*Written problem*. Reproduce the entries below word for word, beginning at the line that contains "mallet handle in" and stopping after the line that contains "[(30, 37), (156, 327)]". Include both of those lines and nothing outside them.
· · · · ·
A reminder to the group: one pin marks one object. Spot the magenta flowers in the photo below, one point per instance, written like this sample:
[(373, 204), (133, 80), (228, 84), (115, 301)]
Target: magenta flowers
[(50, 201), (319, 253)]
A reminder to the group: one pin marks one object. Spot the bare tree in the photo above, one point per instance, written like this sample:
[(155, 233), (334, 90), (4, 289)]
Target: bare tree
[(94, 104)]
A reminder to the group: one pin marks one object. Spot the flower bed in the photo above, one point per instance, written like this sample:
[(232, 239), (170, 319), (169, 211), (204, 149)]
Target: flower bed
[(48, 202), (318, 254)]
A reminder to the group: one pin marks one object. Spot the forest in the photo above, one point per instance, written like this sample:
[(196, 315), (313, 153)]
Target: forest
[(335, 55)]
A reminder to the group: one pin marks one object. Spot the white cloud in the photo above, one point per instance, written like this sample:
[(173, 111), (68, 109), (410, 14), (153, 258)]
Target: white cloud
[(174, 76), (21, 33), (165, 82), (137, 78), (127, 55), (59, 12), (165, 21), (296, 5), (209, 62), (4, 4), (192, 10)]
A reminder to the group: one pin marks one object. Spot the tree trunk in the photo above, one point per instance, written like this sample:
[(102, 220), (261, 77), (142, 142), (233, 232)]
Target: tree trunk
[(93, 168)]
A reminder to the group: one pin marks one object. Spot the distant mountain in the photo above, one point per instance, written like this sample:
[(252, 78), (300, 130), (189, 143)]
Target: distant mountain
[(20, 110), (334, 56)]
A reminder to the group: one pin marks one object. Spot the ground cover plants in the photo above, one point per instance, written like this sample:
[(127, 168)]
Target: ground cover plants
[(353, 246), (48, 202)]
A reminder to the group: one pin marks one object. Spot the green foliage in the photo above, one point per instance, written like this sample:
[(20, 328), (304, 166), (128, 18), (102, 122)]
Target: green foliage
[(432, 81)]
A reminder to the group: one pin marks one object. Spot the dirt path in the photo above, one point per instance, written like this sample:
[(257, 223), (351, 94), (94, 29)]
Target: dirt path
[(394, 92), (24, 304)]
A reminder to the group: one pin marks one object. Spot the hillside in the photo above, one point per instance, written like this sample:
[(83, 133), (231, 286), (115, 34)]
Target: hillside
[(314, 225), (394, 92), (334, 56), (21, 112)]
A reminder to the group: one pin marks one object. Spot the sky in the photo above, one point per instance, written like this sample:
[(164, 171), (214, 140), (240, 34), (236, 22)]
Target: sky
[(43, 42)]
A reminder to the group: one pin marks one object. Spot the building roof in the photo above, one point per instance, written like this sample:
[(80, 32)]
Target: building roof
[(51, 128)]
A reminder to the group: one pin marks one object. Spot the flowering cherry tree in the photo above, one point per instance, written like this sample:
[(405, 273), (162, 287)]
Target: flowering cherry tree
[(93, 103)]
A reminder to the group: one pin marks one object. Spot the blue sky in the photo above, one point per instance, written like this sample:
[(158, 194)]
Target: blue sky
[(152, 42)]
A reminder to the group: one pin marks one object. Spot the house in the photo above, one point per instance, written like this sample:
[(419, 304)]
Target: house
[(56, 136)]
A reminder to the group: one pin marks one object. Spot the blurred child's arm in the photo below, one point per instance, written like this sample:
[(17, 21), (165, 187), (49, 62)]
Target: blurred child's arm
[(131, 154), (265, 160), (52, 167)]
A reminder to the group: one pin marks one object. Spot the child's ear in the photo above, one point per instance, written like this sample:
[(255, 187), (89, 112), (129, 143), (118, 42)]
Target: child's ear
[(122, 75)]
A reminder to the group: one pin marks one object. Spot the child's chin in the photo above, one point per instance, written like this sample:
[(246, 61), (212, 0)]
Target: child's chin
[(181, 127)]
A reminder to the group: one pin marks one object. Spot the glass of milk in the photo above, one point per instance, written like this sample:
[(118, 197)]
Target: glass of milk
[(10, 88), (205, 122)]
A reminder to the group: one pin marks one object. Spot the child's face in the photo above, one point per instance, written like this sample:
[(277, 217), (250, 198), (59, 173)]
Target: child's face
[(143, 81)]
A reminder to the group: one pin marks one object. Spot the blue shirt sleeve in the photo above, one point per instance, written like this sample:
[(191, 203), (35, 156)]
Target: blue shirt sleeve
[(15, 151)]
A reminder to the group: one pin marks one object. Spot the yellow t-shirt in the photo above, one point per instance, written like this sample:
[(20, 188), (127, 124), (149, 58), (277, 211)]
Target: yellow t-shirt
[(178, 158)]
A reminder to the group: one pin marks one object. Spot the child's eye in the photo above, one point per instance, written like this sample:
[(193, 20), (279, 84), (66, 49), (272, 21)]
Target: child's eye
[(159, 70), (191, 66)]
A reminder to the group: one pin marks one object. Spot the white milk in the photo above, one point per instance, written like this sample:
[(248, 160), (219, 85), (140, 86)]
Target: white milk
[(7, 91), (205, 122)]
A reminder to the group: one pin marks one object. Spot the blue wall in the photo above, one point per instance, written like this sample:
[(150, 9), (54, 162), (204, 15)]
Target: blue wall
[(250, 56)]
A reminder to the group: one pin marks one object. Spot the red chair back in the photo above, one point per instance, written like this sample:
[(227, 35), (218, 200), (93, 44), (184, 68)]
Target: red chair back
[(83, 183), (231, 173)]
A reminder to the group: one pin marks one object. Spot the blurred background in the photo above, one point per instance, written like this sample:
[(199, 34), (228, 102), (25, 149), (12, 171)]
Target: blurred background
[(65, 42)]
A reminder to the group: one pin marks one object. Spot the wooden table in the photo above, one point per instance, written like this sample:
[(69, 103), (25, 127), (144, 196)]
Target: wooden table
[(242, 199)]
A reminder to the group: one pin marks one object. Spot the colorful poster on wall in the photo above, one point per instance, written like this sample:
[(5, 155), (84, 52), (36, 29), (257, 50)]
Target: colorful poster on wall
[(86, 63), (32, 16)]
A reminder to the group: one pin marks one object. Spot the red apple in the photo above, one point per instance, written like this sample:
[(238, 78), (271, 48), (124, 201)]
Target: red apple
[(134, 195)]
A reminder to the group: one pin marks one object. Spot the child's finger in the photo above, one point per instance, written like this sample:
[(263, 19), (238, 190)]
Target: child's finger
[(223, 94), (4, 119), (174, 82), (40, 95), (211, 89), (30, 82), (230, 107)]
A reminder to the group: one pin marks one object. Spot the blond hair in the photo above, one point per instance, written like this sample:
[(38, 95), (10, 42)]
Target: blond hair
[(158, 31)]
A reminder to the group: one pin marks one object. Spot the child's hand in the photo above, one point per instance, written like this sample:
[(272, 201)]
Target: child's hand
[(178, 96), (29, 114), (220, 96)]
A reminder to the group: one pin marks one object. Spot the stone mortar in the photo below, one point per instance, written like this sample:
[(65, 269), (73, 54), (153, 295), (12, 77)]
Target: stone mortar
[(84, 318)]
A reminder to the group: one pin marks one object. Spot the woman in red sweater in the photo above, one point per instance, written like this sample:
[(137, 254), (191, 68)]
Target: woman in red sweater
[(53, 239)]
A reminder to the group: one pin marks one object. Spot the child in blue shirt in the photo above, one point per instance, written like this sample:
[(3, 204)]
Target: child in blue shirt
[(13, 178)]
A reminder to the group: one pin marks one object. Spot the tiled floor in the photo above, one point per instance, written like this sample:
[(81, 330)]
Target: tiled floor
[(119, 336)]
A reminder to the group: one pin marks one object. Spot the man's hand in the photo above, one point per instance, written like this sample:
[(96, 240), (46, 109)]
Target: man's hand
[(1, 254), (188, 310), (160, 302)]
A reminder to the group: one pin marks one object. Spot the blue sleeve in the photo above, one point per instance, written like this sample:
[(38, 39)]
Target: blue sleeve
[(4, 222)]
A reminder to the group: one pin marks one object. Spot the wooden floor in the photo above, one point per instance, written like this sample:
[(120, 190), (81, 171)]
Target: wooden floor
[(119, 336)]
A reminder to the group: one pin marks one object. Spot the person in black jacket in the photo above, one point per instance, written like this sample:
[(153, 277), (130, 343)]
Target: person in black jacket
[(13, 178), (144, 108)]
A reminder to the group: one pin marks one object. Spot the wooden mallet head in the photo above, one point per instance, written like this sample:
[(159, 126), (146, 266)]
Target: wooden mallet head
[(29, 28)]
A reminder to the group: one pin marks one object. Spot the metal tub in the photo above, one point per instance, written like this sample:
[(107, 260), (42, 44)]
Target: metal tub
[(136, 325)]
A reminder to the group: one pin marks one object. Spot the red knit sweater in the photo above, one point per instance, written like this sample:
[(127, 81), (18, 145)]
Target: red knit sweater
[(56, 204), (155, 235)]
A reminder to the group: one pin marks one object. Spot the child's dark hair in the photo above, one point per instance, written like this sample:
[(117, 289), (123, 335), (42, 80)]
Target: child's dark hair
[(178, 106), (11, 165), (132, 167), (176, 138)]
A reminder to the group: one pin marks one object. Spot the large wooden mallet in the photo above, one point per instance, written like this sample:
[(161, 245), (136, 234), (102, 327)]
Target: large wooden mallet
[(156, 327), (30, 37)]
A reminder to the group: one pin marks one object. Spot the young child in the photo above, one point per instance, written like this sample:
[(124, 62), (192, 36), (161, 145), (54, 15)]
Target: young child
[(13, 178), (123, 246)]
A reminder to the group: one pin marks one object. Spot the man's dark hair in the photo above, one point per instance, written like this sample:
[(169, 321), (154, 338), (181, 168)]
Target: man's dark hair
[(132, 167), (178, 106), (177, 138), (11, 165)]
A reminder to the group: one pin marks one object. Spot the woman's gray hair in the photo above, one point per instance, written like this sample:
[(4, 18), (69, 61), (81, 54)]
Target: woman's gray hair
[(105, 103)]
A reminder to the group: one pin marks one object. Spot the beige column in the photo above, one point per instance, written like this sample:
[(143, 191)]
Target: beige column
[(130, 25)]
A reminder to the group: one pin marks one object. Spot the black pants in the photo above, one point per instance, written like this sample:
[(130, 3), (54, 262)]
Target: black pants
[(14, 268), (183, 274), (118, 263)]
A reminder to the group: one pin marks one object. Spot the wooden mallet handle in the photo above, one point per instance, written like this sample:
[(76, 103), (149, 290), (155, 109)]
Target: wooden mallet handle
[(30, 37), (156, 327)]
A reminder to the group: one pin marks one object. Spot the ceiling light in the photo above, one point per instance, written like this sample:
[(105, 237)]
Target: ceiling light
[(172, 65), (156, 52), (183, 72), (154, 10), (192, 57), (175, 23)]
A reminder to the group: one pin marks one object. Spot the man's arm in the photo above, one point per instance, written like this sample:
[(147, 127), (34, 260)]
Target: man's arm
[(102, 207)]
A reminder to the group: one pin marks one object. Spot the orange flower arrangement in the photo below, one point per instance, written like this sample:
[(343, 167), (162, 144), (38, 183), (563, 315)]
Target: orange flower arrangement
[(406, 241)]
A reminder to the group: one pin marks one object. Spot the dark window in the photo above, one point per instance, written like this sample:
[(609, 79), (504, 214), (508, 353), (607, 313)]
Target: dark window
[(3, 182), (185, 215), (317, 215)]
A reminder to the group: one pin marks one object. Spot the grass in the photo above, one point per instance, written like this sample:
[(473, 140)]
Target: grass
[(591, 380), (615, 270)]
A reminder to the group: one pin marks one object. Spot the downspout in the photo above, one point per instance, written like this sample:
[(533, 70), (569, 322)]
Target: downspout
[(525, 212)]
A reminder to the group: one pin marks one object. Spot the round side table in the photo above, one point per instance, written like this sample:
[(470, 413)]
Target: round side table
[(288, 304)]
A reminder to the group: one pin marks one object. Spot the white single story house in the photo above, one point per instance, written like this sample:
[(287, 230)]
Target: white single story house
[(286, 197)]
· · · · ·
*Complete answer*.
A reminder to the group: one pin marks one object. Spot the wooden mallet handle in the photo above, one point per instance, written like this sample:
[(76, 103), (149, 290), (155, 109)]
Target: wooden mallet handle
[(30, 37), (156, 327)]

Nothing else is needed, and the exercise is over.